• [Short task] Copy the material from its first line up to and including the line containing "M 131 217 L", keeping every line as it is except the outline answers, where each coordinate is shifted by -71.

• [Records for processing]
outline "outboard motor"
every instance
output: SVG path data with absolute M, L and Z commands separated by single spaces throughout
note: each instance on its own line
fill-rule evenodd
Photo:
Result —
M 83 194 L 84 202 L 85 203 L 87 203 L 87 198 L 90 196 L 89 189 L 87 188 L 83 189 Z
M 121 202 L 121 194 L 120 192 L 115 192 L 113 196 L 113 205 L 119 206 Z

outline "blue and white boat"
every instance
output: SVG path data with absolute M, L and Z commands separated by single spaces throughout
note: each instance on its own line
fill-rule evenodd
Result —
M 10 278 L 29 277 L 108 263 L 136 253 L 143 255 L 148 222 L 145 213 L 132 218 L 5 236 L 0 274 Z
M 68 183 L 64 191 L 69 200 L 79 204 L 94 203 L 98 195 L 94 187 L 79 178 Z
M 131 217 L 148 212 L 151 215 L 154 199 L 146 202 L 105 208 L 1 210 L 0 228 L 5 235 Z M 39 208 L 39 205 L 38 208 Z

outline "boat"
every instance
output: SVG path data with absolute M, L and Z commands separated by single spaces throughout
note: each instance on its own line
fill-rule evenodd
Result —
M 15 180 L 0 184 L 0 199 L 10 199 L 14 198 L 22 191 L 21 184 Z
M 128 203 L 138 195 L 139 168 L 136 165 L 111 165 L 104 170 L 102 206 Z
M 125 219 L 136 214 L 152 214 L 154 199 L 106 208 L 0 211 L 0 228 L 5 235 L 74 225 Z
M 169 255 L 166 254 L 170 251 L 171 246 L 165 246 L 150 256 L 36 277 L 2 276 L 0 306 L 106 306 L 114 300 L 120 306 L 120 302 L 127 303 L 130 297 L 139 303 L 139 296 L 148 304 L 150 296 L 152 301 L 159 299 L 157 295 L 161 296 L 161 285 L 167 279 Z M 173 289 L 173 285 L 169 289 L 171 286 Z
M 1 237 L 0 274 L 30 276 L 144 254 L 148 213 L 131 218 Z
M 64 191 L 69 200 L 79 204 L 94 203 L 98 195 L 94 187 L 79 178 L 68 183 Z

• [Task answer]
outline "outboard motor"
every instance
output: SVG path data with absolute M, L and Z commands separated by single spaces throughout
note: each instance on its own line
fill-rule evenodd
Photo:
Result —
M 12 123 L 13 131 L 14 132 L 16 132 L 16 127 L 19 125 L 18 118 L 16 117 L 12 118 Z
M 50 131 L 50 123 L 49 121 L 44 121 L 42 125 L 42 134 L 48 135 Z

outline "blue and white boat"
every instance
output: SVG path data with absolute M, L and Z commands separated by single spaces throughout
note: each instance on its own line
fill-rule evenodd
Result —
M -61 207 L -42 206 L 37 192 L 65 182 L 72 184 L 77 151 L 74 142 L 61 147 L -66 165 L -71 203 Z
M -3 112 L -7 120 L -2 129 L 8 133 L 23 132 L 27 124 L 23 116 L 8 107 Z
M 60 146 L 77 141 L 80 144 L 83 128 L 75 131 L 34 137 L -70 139 L -71 157 L -66 164 Z M -32 137 L -32 134 L -33 137 Z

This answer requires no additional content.